TUGAS ANDA – Berdasarkan berita tentang kasus korupsi PT Timah, jelaskan alasan Koordinator Aktivis LMND Bangka Belitung meminta Kejaksaan Agung dan KPK bersinergi dalam menangani kasus tersebut.

TEKS YANG DISEDIAKAN –
---

BANGKA, Harnasnews – Persaudaraan Liga Mahasiswa Nasional Demokrasi (LMND) Bangka Belitung mendukung Kejaksaan Agung dan Komisi Pemberantasan Korupsi (KPK) untuk bersinergi dalam mengusut kasus mega korupsi PT Timah yang diduga telah merugikan keuangan negara hingga 271 triliun rupiah.
Koordinator Aktivis LMND Bangka Belitung Ricky Banjarnahor meminta agar Kejaksaan Agung dan KPK menjalin sinergitas dalam penanganan kasus korupsi PT Timah di Bangka Belitung (Babel).
“Sebagai warga Bangka Belitung kami merasa miris sekaligus terkejut dengan kasus korupsi yang merugikan keuangan negara hingga 271 triliun rupiah tersebut. Padahal, di satu sisi ketimpangan ekonomi di sana cukup menganga. Namun di sisi lain ada sekelompok orang yang mengeruk kekayaan dan sumber daya alam di Babel untuk kepentingan dirinya. Dan ini bagi kami sangat menyakitkan,” kata Ricky dalam keterangannya kepada wartawan di Bangka Belitung, Sabtu (13/4/2024).
Oleh karena itu, lanjut Ricky, pihaknya meminta agar Kejagung dan KPK untuk bersinergi guna mengusut kasus mega korupsi PT Timah itu sampai tuntas.
Menurut dia, sinergitas itu dilakukan guna menghindari konflik kepentingan. Sehingga antarlembaga hukum saling mengawasi.
“Dan kami harapkan agar kasus tersebut dapat mengungkap siapa pelaku utama dan aktor di balik kasus mega korupsi itu. Dan masyarakat Babel pun tentu mengharapkan jangan sampai kasus itu masuk angin. Nah jika ada sinergi antarlembaga hukum maka satu sama lain saling mengawasi,” katanya.
Ricky mengaku geram dengan ulah para koruptor yang menyedot kekayaan negara namun hanya memperkaya diri tanpa melihat aspek sosial dan ekonomi masyarakat yang ada di Bangka Belitung.

---

SEGMEN DATA –
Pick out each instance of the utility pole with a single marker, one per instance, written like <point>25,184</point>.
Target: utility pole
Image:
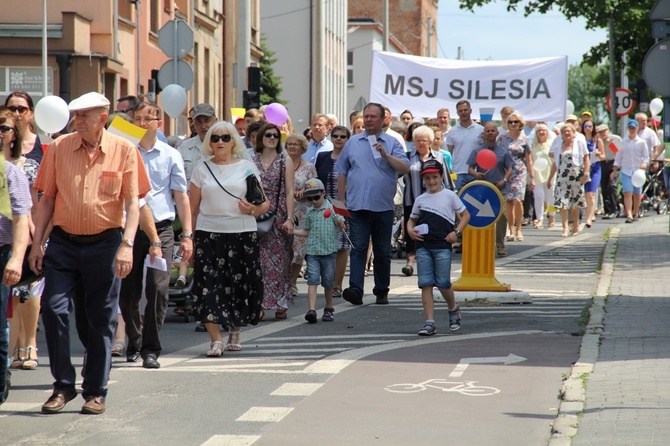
<point>387,25</point>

---

JAWABAN TUGAS – Menurut Ricky Banjarnahor, sinergi antara Kejaksaan Agung dan KPK diperlukan untuk menghindari konflik kepentingan. Dengan sinergi itu, antarlembaga hukum dapat saling mengawasi. Hal ini juga menjaga agar kasus tersebut tidak "masuk angin" dan dapat diusut sampai tuntas.